begin Provided information
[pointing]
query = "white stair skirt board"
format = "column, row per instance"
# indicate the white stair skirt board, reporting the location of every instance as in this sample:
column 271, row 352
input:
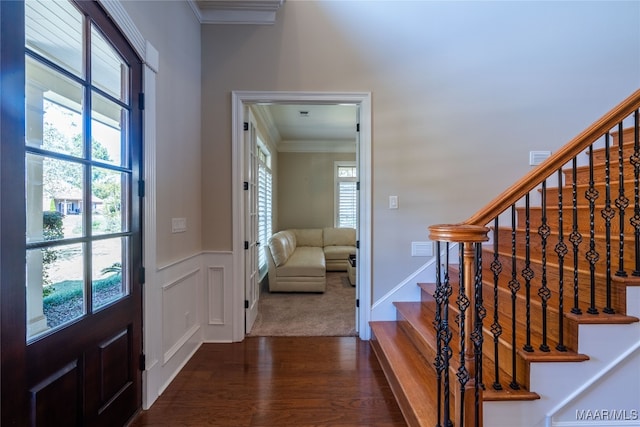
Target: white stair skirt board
column 602, row 391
end Provided information
### Requirements
Can you give these records again with "skirt board" changed to "stringer" everywhere it appears, with every other line unchanged and the pictures left out?

### Finished answer
[pointing]
query = "white stair stringer"
format = "column, row per instance"
# indicate the white stair stringer, reporting the location of every instance as in this sample:
column 271, row 352
input:
Target: white stair stringer
column 602, row 391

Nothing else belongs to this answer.